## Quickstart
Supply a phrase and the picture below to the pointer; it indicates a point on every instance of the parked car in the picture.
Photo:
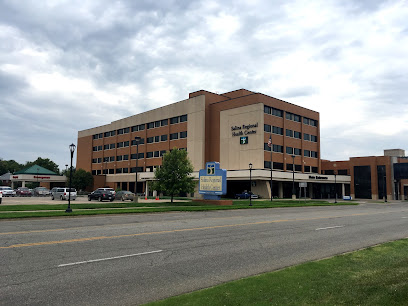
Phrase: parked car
(7, 191)
(23, 192)
(101, 195)
(41, 191)
(108, 189)
(245, 195)
(125, 195)
(63, 193)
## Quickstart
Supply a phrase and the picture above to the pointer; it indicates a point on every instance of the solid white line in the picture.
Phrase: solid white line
(109, 258)
(322, 228)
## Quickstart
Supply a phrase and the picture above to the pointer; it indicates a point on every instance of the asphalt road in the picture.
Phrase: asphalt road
(133, 259)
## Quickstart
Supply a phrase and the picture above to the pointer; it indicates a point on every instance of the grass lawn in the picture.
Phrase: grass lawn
(374, 276)
(26, 211)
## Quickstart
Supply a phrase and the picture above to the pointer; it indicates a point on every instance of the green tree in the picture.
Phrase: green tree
(173, 177)
(81, 179)
(45, 163)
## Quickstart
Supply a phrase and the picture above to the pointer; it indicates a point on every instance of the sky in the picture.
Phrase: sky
(71, 65)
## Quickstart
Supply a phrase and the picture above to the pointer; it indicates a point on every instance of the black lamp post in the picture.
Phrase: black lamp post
(137, 140)
(335, 186)
(293, 177)
(71, 149)
(250, 184)
(385, 188)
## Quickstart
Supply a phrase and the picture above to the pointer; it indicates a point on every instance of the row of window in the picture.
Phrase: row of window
(141, 127)
(290, 150)
(298, 168)
(290, 116)
(118, 170)
(289, 133)
(124, 144)
(339, 172)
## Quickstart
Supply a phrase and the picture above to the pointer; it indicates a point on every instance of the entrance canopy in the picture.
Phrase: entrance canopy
(36, 173)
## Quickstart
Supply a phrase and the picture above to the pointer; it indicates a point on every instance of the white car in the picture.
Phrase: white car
(111, 190)
(7, 191)
(63, 193)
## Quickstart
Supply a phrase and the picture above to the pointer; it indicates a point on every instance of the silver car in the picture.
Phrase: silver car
(7, 191)
(63, 193)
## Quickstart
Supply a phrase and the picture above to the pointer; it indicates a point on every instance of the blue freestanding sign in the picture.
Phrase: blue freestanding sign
(212, 181)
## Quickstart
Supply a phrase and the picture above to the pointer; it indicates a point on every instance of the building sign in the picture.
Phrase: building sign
(243, 140)
(313, 177)
(241, 130)
(212, 181)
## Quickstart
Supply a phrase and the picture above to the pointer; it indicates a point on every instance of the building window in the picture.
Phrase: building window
(277, 112)
(289, 133)
(289, 150)
(297, 135)
(277, 130)
(174, 120)
(278, 148)
(183, 118)
(292, 117)
(278, 166)
(173, 136)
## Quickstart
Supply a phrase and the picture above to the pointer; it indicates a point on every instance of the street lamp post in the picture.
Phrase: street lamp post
(293, 178)
(71, 149)
(137, 140)
(250, 184)
(335, 186)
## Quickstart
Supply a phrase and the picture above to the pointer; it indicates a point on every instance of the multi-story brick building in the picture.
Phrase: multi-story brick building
(233, 128)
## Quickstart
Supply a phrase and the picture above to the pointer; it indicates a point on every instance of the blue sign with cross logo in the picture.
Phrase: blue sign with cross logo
(212, 181)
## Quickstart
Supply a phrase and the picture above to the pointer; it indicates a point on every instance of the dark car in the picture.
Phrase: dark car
(125, 195)
(245, 195)
(23, 192)
(101, 195)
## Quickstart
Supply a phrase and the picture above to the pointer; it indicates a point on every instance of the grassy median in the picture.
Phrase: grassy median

Task to complete
Search the entries above for the string "grassy". Copy each line that holds it.

Exercise answer
Supply a phrase and the picture above to the pointer; it indicates a point on every instance of the grassy median in the picture.
Phrase: grassy median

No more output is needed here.